** Work instructions **
Reproduce, word for word, the span of the entries below that opens with the line containing "task | place a point on the blue baseball" and closes with the line containing "x=22, y=291". Include both of those lines and nothing else.
╭─ Information given
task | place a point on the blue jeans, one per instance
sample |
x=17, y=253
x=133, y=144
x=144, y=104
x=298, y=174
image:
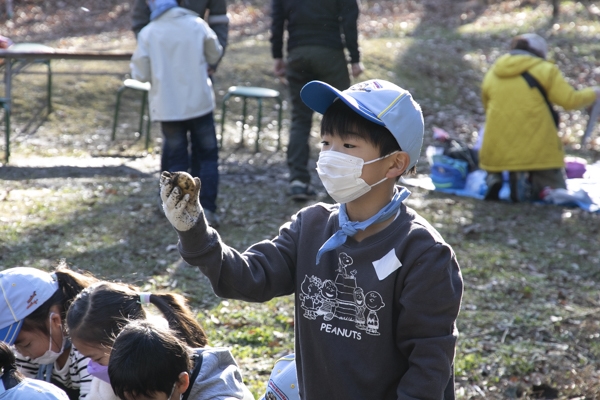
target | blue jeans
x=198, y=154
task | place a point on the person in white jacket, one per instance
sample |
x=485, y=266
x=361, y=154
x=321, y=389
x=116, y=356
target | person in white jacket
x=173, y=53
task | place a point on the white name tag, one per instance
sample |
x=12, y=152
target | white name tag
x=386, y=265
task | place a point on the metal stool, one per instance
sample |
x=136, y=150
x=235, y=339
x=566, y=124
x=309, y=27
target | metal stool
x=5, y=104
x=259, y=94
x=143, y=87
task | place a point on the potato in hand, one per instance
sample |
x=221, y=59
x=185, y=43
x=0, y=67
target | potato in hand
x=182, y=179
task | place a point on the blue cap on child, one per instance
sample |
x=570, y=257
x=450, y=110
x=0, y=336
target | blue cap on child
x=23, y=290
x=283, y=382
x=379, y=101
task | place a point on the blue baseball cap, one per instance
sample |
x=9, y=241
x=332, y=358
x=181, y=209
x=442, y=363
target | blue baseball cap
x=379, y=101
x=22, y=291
╰─
╭─ Information given
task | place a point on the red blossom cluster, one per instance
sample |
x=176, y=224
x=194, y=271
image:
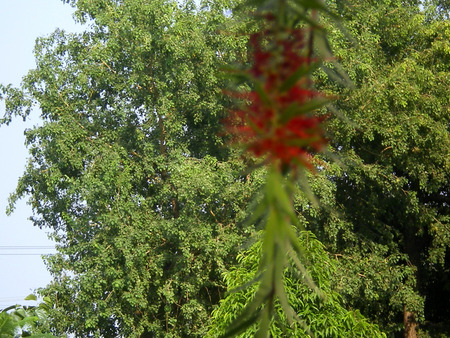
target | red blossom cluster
╰─
╭─ Information given
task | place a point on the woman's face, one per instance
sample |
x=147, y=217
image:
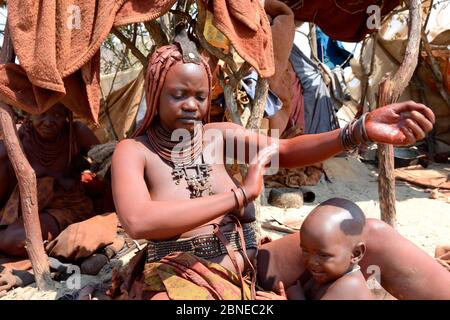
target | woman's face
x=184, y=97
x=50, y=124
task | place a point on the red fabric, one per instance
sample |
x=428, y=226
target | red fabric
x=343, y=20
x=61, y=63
╰─
** Full response **
task | place a point on the blue baseball cap, one per instance
sample |
x=9, y=241
x=332, y=358
x=181, y=209
x=442, y=363
target | blue baseball cap
x=379, y=101
x=22, y=291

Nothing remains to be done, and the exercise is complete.